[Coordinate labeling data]
=====

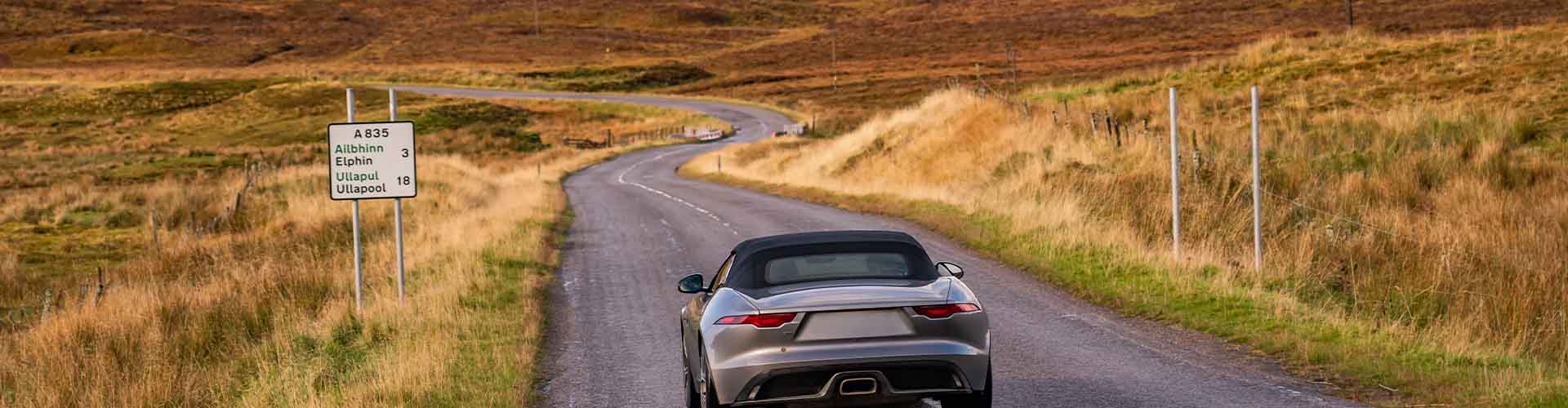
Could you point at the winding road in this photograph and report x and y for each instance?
(613, 338)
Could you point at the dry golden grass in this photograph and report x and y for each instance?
(1414, 192)
(255, 306)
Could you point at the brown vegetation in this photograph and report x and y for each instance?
(1413, 188)
(225, 292)
(889, 52)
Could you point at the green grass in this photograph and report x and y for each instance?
(1349, 352)
(487, 370)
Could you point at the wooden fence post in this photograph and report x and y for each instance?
(49, 304)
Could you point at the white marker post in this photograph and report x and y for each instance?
(397, 204)
(359, 255)
(1258, 220)
(372, 161)
(1175, 181)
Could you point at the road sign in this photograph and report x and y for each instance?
(795, 129)
(371, 161)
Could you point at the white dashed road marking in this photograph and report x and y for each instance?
(621, 180)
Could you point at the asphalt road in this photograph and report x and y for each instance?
(613, 336)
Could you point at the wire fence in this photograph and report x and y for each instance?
(1120, 129)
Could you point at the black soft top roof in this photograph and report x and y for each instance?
(761, 244)
(755, 251)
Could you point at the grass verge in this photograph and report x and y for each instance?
(1317, 344)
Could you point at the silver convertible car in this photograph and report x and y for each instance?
(843, 317)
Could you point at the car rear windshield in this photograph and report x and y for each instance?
(836, 265)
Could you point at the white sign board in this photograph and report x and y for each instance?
(372, 161)
(795, 129)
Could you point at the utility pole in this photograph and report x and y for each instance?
(1012, 64)
(833, 41)
(1351, 13)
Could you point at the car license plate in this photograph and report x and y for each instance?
(855, 326)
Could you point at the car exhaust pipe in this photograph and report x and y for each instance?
(858, 387)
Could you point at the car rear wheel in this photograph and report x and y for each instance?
(693, 399)
(710, 399)
(971, 401)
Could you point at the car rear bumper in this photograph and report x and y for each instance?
(898, 370)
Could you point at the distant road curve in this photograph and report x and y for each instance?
(613, 338)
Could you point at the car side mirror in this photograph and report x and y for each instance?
(692, 285)
(952, 268)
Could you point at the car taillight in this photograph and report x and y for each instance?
(763, 321)
(942, 311)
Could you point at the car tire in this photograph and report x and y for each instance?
(971, 401)
(693, 399)
(710, 399)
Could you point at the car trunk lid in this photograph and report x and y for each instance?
(850, 295)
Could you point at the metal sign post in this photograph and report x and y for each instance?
(1258, 220)
(397, 206)
(372, 161)
(359, 253)
(1175, 181)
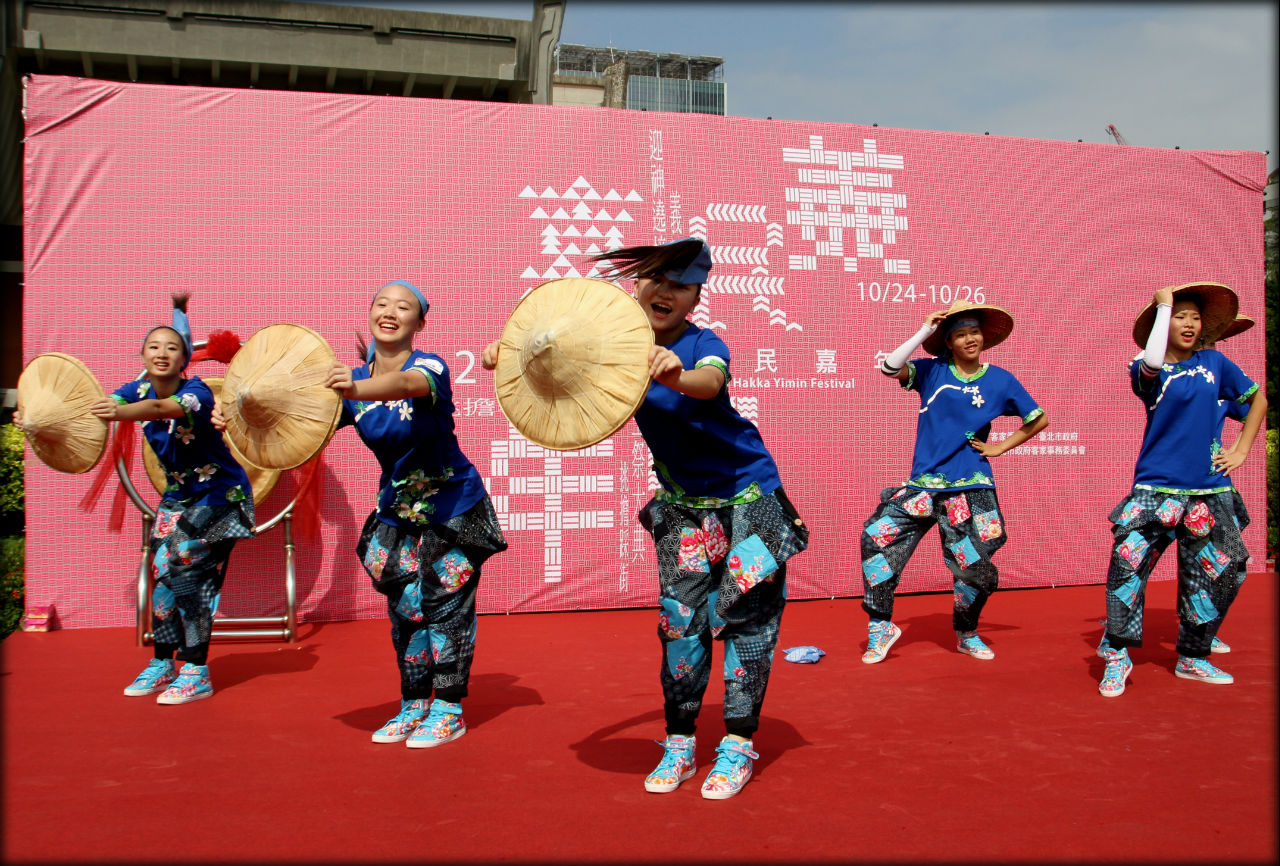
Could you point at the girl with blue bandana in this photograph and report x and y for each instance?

=====

→ Job:
Rewrite all of the records above as a numbered list without blank lines, and leave the pictures out.

→ Response to the task:
1. Could you point at the winding road in this photograph and report x and y for each instance?
2. (613, 338)
3. Could you point at the dry golden grass in this photograph and report x and y for each instance?
4. (1414, 192)
5. (255, 306)
6. Could you point at the brown vegetation in this photograph and report x and y for each instance?
7. (1413, 188)
8. (225, 292)
9. (889, 52)
10. Could you point at the green grass in this photograph and report x and y for each instance?
11. (1349, 352)
12. (487, 370)
13. Could you point at the wooden fence post in this photograph and report x and y for each instance?
14. (49, 304)
15. Could you point at the white marker post in this photograph and report x and y for each instance?
16. (397, 204)
17. (359, 255)
18. (1258, 220)
19. (372, 161)
20. (1175, 181)
21. Could you point at the road sign in this photograph and report x and y for each instance?
22. (795, 129)
23. (371, 161)
24. Could you point at the white dashed road marking in this photograph and report x and y for each instance?
25. (621, 180)
26. Could you point at the asphalt road in this photograph and report x and y for each instance?
27. (613, 336)
28. Could you point at the wire fence in this photograph and report x and y for each instance?
29. (1120, 129)
30. Could you point at the black soft top roof in this photograph and report x and y for each instance?
31. (761, 244)
32. (755, 251)
33. Could you point at the grass verge in this photograph and report x and y for each instance?
34. (1317, 344)
35. Could you point at the silver convertible car in this photograph and report x and y for each instance?
36. (843, 317)
37. Could you point at the car rear windshield in this photograph and report x and y for each instance?
38. (836, 265)
39. Could you point at the white sign board in this photograph and report x and y for each instance?
40. (372, 161)
41. (795, 129)
42. Could you point at the utility pole in this photograph and report x and y for each instance?
43. (1012, 64)
44. (833, 41)
45. (1351, 13)
46. Could you point at the car license plate in this photograph and report x and y for each instance?
47. (855, 326)
48. Could you point at the car exhaust pipe in this photograph and report x and y for each instance?
49. (858, 387)
50. Could you point at the car rear wheel in this photograph and report x and y for each instance?
51. (693, 399)
52. (710, 399)
53. (971, 401)
54. Could you point at the car rear bumper in this photograph and report x and y for each instance?
55. (898, 370)
56. Could you point at the distant road curve in this photograph and report x and y for each instance?
57. (613, 338)
58. Could you point at the car side mirror in this photograph and report x and y for each instance?
59. (692, 285)
60. (952, 268)
61. Could you point at the car taillight in this photograph and report x and y for each instance?
62. (763, 321)
63. (942, 311)
64. Could you point at the car tire in this photograph and report x and y for each instance?
65. (971, 401)
66. (693, 399)
67. (710, 399)
68. Could you point at the car trunk lid in this photograph and report x and y for each instance?
69. (850, 295)
70. Could you point at the metal sign post in this photograph and report x and y for each instance?
71. (1258, 220)
72. (397, 206)
73. (372, 161)
74. (359, 253)
75. (1175, 181)
76. Could you point at the girl with blue bandana in this photograph and report x and y for each instance?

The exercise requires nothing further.